GIVEN EXERCISE:
Recast the records below as a numbered list, beginning at the line that contains "to detect concrete" and stopping after the line that contains "left=175, top=647, right=321, bottom=736", and leave out any blank lines.

MATERIALS PROVIDED:
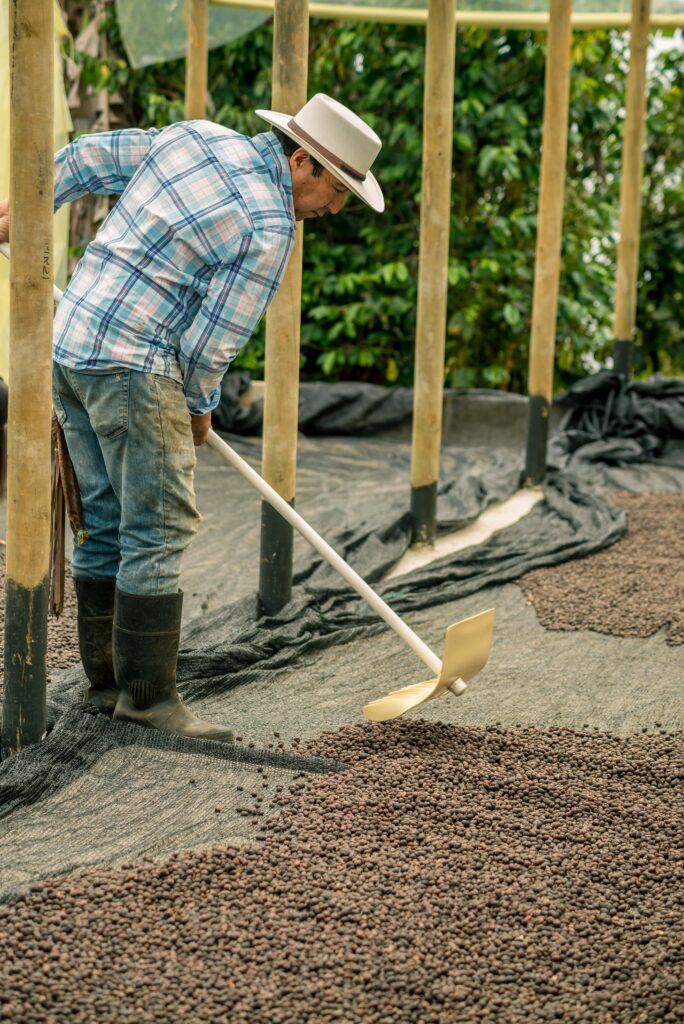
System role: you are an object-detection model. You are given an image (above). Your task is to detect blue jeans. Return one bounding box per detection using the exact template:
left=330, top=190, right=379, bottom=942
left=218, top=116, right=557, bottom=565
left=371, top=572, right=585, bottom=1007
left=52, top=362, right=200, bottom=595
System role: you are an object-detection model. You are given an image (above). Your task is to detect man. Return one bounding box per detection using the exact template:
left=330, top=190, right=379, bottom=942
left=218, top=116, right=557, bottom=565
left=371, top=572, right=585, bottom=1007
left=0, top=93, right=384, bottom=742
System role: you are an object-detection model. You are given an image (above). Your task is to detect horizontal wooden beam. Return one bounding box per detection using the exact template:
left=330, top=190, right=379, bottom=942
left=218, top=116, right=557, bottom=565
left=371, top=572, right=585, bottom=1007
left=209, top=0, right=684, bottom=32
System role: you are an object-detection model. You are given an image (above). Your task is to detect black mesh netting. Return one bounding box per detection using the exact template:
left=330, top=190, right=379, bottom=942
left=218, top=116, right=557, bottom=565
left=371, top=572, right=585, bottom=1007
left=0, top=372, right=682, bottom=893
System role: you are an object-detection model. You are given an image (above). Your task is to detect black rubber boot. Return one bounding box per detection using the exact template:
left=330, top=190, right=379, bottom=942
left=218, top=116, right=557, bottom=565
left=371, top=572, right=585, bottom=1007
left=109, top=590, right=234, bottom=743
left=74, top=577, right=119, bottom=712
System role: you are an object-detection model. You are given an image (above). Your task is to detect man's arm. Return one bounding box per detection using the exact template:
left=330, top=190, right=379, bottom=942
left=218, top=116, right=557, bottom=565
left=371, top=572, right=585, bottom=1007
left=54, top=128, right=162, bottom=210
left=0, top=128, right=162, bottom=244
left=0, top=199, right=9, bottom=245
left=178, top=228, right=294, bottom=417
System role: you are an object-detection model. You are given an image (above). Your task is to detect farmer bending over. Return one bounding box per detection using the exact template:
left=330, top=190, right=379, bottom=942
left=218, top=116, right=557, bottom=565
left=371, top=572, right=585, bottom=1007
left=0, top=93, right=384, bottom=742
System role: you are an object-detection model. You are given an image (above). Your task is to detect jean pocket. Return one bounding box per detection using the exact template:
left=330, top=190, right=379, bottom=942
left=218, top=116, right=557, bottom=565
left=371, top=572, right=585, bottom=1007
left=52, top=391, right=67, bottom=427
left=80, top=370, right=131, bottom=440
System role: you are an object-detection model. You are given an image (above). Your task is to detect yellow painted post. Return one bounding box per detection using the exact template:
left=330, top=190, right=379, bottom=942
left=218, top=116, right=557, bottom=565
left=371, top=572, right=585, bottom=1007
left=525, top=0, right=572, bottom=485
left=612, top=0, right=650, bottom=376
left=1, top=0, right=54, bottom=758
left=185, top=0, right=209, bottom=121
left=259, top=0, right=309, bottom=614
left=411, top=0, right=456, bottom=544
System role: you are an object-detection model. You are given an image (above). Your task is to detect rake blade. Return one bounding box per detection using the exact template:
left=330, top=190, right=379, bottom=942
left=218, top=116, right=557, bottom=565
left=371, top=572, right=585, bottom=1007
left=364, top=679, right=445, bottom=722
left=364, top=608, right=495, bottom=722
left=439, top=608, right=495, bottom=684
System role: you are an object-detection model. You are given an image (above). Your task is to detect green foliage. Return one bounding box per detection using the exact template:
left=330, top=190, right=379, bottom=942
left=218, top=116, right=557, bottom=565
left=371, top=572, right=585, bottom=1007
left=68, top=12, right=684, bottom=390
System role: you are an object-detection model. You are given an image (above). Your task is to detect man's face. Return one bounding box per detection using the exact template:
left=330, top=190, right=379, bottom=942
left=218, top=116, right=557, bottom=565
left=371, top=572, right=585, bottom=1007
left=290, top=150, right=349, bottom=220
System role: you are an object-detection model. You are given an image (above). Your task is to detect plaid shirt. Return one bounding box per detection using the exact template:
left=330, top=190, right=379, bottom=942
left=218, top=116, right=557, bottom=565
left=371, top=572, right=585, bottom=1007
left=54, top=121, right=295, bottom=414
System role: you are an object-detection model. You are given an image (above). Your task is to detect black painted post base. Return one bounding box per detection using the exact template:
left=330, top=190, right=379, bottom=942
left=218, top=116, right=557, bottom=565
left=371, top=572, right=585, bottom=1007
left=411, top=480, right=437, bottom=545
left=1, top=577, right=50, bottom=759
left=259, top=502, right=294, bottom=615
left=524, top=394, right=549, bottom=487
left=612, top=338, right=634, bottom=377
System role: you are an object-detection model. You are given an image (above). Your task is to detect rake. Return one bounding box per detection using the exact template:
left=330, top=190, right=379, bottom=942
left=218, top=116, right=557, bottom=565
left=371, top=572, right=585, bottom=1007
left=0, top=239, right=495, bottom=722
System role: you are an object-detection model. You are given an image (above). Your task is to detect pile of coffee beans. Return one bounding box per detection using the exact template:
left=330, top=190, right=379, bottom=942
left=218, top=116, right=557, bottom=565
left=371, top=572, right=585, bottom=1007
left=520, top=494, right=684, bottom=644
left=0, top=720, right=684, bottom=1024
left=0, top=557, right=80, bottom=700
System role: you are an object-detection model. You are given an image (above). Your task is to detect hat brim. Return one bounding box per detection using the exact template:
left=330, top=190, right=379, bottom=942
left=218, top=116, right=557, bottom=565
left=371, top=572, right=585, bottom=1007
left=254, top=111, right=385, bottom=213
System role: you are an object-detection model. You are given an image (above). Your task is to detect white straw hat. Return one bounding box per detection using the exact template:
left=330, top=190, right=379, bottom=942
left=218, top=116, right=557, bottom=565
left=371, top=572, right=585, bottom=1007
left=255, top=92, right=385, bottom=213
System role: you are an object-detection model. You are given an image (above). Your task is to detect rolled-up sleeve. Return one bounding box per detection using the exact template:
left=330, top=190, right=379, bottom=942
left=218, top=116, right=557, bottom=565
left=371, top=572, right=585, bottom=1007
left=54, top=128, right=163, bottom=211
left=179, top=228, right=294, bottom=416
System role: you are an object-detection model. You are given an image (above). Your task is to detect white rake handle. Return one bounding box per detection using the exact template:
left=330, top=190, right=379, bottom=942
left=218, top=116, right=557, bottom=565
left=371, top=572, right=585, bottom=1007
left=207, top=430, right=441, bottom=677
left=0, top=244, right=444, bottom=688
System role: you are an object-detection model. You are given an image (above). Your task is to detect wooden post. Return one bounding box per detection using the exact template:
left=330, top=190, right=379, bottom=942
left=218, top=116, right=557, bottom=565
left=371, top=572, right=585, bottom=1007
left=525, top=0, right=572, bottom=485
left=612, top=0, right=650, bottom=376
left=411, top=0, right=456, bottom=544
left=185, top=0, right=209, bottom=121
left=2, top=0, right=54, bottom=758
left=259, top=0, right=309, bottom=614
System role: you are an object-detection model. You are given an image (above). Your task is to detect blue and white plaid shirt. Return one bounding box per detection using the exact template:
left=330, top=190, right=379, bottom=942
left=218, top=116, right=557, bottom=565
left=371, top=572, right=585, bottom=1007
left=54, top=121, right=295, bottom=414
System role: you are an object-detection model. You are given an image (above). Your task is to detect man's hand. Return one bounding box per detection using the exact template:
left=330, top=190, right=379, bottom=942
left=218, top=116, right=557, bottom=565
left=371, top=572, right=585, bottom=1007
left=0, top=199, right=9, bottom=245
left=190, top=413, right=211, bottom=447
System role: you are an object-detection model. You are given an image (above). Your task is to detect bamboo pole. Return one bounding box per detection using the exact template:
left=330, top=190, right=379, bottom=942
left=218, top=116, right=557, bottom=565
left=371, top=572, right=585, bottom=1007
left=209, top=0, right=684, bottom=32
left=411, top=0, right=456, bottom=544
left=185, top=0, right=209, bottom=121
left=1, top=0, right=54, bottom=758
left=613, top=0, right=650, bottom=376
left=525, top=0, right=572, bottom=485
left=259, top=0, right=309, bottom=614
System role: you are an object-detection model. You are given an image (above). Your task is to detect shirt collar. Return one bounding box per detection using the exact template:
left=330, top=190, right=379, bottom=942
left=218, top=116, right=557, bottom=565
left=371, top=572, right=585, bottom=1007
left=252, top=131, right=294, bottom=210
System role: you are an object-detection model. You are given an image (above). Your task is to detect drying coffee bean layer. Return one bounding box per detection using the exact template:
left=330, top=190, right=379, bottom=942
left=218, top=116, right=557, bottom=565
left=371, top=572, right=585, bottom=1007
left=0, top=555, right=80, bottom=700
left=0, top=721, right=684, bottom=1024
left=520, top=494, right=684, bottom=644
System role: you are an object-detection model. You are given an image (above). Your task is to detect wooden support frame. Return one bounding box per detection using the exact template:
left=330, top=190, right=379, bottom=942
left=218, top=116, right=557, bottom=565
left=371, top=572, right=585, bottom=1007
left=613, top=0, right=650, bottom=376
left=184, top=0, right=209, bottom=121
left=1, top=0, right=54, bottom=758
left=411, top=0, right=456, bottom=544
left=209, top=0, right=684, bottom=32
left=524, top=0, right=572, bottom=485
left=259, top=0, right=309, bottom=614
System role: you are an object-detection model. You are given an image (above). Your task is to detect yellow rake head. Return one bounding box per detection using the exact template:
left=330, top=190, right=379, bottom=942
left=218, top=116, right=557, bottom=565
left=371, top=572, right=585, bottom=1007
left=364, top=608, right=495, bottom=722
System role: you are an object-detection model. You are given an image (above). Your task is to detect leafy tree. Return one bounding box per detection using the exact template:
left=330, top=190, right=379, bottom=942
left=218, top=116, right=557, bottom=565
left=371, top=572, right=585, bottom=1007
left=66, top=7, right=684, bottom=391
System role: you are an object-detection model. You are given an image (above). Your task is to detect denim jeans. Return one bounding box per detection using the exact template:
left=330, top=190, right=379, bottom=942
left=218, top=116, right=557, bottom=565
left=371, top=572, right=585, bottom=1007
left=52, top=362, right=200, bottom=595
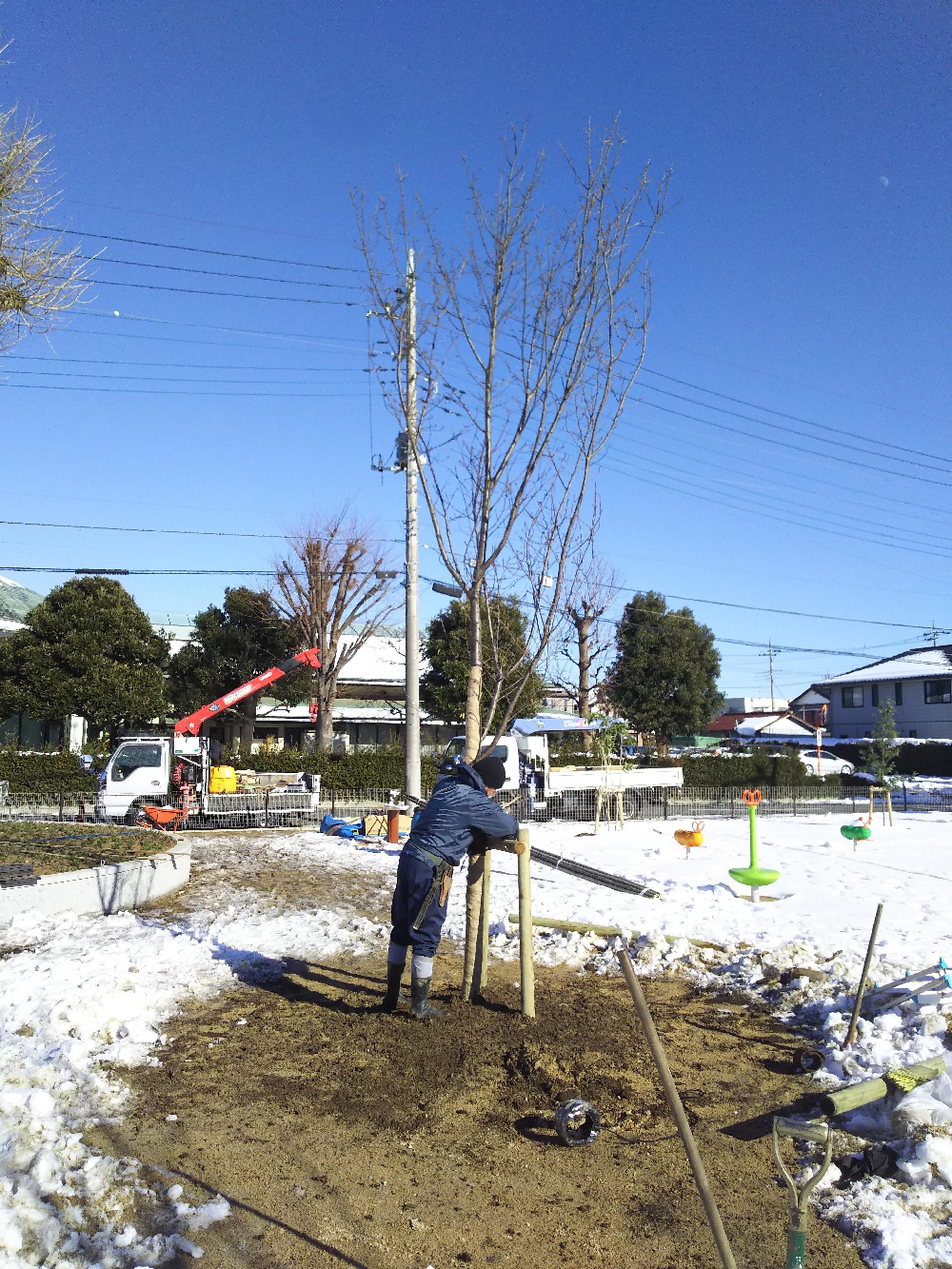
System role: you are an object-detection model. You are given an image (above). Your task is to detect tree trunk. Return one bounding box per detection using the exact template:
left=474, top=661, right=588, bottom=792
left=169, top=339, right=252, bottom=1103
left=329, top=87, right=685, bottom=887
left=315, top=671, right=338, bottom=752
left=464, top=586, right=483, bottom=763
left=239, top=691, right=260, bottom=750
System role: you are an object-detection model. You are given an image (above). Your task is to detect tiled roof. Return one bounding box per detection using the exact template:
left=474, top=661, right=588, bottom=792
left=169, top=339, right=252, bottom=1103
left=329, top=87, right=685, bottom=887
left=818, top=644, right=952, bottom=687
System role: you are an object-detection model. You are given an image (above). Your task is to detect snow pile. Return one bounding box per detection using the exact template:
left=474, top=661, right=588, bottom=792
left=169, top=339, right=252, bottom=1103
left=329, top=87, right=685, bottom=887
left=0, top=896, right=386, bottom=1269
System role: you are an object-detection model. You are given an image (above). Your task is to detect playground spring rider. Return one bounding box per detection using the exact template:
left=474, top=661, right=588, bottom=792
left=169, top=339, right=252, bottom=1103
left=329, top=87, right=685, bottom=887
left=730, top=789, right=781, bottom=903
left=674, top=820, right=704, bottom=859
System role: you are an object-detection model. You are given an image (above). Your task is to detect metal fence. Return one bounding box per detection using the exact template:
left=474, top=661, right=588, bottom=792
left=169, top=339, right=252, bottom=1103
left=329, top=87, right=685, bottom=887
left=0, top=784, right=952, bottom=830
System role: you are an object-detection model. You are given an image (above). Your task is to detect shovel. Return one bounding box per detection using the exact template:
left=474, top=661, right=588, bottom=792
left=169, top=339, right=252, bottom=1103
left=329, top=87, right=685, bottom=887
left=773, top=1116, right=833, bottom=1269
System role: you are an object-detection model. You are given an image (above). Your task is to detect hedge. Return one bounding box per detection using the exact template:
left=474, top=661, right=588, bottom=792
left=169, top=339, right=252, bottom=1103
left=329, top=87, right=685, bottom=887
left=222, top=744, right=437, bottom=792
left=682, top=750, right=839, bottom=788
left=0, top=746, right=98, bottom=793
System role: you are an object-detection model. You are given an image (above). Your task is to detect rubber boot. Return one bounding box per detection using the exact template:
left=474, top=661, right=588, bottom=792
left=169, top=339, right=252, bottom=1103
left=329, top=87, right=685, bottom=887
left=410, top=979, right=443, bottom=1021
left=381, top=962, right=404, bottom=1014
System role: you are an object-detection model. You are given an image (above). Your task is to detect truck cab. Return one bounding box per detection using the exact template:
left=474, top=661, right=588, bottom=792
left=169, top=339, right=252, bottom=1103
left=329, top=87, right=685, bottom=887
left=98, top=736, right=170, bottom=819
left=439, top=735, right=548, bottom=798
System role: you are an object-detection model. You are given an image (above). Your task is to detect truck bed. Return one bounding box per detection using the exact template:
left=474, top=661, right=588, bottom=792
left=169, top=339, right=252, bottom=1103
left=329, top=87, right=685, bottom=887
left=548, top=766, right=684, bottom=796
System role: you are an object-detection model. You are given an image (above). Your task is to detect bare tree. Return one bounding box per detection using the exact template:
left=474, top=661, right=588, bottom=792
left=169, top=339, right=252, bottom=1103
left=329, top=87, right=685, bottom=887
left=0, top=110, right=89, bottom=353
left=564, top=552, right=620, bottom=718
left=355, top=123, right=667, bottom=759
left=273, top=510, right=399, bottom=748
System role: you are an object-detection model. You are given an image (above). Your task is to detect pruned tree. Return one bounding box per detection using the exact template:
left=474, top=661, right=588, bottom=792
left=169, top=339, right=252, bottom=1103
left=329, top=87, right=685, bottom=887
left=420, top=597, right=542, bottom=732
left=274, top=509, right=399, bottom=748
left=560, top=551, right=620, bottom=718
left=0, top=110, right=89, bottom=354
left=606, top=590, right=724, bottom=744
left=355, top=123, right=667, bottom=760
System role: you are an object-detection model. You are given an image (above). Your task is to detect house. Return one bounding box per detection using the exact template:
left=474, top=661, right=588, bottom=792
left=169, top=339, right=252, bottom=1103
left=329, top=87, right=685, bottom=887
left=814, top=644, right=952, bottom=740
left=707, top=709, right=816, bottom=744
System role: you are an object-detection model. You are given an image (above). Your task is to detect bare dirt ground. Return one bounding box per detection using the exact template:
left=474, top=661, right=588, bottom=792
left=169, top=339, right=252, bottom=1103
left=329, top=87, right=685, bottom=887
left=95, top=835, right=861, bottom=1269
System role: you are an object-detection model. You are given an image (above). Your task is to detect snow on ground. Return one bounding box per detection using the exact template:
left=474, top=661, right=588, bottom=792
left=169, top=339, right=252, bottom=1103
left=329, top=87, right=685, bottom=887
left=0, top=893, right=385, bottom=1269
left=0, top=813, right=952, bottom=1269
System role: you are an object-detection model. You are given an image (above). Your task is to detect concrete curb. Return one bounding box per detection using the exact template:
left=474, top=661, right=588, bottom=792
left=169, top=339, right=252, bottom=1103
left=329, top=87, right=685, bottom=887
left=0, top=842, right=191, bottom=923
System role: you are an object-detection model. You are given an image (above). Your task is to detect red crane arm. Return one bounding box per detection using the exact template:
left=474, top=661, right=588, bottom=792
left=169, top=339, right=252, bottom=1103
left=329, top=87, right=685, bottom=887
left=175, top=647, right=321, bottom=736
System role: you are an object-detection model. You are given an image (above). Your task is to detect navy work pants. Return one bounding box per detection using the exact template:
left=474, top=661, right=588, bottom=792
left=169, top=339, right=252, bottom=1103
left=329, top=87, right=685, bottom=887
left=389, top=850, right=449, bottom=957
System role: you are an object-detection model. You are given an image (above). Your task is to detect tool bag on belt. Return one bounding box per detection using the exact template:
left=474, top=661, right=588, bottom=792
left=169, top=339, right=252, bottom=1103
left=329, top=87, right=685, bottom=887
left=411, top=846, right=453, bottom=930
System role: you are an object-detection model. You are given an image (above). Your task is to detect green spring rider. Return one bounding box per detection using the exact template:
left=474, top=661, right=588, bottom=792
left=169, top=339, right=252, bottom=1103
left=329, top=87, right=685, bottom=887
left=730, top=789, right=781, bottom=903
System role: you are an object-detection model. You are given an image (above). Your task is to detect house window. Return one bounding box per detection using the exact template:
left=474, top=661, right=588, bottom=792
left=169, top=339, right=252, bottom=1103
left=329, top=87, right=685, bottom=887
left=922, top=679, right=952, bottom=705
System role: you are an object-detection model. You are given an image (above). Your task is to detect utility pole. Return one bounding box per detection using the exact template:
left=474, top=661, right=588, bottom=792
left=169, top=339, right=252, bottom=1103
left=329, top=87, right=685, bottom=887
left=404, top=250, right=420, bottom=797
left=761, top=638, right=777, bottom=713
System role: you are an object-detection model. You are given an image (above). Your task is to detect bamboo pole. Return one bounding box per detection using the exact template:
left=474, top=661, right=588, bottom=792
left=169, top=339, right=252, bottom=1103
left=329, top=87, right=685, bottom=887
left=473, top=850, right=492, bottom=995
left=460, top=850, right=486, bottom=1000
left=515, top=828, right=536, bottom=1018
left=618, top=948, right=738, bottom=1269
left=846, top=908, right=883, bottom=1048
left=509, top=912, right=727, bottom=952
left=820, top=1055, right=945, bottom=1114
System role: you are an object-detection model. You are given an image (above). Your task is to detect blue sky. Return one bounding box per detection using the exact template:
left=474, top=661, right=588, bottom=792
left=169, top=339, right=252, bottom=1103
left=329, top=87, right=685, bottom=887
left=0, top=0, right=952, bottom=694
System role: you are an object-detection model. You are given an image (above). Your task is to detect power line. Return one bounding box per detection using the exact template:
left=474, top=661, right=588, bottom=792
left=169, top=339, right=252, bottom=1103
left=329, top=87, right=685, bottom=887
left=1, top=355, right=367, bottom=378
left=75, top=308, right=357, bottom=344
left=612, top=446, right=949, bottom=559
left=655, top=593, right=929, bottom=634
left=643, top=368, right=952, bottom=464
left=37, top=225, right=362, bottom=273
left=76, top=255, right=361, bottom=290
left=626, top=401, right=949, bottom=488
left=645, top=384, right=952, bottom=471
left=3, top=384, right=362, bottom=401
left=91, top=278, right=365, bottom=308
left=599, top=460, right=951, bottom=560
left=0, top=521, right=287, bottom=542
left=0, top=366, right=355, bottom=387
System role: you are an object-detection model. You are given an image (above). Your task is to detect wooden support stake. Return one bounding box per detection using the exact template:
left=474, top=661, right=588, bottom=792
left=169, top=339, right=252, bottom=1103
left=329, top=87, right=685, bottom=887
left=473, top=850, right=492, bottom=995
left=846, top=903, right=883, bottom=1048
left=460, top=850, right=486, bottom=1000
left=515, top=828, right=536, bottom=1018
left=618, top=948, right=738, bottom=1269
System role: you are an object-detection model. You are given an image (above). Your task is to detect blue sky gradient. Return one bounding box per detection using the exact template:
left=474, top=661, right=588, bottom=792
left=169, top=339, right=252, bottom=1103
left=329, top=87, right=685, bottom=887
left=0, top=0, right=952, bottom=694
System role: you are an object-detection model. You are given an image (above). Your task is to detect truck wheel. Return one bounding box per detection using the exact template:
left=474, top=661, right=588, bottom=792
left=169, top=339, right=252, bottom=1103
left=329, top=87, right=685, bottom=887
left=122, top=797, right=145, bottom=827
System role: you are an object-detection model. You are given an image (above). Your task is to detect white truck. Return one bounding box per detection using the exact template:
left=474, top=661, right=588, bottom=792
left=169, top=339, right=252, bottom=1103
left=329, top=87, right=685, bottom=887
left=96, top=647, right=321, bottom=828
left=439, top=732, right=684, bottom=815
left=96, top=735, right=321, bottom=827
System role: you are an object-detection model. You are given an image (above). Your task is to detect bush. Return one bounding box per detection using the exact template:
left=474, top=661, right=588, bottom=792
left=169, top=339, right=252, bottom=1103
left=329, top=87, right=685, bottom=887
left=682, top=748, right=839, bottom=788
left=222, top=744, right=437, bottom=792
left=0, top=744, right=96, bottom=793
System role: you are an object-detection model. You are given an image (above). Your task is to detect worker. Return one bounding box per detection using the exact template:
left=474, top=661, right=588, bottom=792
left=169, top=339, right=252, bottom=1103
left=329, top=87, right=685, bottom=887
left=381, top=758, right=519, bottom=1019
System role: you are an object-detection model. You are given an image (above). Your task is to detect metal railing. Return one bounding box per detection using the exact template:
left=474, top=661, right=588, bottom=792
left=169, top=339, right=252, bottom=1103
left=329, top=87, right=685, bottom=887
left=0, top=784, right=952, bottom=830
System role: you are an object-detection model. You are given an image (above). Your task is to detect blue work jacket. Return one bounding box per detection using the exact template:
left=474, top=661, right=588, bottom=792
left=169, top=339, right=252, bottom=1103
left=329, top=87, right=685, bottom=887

ANSWER FOR THE TASK:
1. System role: you are an object-detection model. You are given an image (above). Your task is to detect concrete curb. Return one bounding box per detection using the exact template:
2. left=474, top=661, right=588, bottom=792
3. left=169, top=339, right=252, bottom=1103
4. left=329, top=87, right=685, bottom=887
5. left=0, top=842, right=191, bottom=923
6. System role: you are an object-detection model. You are given an image (above). Your task is to detect red crane arm. Return one bounding box per detection using the exact template:
7. left=474, top=661, right=588, bottom=792
8. left=169, top=339, right=252, bottom=1103
9. left=329, top=87, right=685, bottom=887
10. left=175, top=647, right=321, bottom=736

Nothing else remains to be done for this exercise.